Every line containing the word "doorway" must be pulled from the records.

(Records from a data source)
========================

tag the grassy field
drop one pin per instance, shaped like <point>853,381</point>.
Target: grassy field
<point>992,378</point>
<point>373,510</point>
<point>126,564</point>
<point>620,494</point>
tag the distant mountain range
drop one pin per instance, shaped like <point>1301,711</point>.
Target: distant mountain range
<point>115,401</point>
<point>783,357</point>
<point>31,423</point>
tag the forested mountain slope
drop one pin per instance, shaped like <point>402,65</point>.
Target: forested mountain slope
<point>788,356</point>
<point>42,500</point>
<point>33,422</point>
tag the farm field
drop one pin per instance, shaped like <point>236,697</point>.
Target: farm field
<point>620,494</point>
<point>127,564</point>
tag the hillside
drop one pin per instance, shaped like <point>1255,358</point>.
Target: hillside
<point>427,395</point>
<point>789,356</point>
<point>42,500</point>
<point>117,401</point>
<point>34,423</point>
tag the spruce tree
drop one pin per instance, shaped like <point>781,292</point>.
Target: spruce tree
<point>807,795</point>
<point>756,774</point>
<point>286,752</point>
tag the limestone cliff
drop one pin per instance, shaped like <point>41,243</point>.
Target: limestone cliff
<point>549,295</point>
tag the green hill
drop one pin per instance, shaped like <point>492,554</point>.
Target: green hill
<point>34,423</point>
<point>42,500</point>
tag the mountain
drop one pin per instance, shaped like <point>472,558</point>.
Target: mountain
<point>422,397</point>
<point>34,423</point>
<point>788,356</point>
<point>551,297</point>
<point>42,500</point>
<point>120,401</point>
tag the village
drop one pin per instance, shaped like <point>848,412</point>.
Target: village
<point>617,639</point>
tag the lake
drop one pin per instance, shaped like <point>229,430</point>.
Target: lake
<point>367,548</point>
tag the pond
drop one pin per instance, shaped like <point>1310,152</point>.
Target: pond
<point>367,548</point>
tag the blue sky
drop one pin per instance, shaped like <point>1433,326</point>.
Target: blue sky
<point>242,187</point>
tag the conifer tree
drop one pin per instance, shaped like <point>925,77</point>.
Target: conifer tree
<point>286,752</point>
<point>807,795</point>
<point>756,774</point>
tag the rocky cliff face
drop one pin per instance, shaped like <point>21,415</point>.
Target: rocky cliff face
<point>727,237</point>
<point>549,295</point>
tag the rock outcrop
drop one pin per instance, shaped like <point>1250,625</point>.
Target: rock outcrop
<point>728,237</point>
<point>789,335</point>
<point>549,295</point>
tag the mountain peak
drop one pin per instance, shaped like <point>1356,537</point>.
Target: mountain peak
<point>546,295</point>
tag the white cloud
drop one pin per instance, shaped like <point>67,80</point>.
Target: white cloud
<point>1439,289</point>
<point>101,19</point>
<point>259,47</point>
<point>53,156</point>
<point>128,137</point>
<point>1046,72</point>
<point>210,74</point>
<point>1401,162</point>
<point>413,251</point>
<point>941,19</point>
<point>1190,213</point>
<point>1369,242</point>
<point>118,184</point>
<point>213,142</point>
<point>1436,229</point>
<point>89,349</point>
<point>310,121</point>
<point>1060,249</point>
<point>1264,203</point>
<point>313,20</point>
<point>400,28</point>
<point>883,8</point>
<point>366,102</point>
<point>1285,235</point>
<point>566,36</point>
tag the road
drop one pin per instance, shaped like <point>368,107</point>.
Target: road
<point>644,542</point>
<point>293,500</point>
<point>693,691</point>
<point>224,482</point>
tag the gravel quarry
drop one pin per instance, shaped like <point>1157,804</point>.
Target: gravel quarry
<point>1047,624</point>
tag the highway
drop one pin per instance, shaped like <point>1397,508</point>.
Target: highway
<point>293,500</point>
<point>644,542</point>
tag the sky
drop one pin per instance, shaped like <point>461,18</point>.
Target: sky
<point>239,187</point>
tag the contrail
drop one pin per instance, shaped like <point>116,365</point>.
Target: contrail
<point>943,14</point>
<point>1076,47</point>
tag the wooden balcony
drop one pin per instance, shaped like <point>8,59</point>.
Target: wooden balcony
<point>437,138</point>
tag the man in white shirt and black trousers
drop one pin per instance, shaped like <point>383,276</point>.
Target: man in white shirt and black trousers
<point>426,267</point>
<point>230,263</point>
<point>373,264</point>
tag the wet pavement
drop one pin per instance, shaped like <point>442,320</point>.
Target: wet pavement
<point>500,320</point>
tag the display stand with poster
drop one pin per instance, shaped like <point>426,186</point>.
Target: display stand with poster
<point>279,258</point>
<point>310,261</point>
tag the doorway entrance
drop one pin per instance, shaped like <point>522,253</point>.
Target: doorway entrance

========================

## TASK SOLUTION
tag the doorway entrance
Target: doorway entrance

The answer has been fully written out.